[[ Provided records, beginning ]]

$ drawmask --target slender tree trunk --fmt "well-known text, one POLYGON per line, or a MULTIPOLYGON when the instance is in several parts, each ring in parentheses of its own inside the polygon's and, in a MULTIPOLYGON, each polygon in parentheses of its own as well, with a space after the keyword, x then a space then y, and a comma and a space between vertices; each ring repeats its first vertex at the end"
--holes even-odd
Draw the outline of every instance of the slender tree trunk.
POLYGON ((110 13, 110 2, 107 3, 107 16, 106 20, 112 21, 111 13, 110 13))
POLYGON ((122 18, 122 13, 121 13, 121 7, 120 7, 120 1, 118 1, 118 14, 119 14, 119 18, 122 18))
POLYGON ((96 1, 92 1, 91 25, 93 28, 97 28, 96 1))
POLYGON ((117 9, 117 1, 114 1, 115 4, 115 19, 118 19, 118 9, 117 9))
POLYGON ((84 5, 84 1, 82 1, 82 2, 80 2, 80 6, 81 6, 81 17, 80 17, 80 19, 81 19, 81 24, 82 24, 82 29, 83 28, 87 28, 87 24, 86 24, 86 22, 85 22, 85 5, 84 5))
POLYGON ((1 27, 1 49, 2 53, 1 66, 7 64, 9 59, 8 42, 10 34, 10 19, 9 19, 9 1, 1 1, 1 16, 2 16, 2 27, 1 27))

[[ Provided records, end ]]
[[ Provided records, beginning ]]

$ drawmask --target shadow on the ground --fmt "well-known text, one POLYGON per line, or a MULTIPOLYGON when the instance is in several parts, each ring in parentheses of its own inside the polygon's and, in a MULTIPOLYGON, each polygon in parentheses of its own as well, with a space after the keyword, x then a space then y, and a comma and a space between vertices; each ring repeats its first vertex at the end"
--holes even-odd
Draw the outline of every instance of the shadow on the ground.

[[ Provided records, end ]]

Your assignment:
The listing above holds a line with "drawmask --target shadow" and a line with "Draw the outline of every instance of the shadow". Print the stretch from the first through the second, exactly and alone.

Answer to this task:
$ drawmask --target shadow on the ground --fmt "well-known text, one POLYGON per line, or a MULTIPOLYGON when the instance is in several parts, each ring in parentheses of its own inside the polygon's and, in a MULTIPOLYGON, each polygon in parentheses of its own as well, with a space after the keyword, x then a space then y, and a comma and a space between vertices; each ring repeats its first vertex at the end"
--holes even-odd
Draw the outline of every instance of the shadow on the ground.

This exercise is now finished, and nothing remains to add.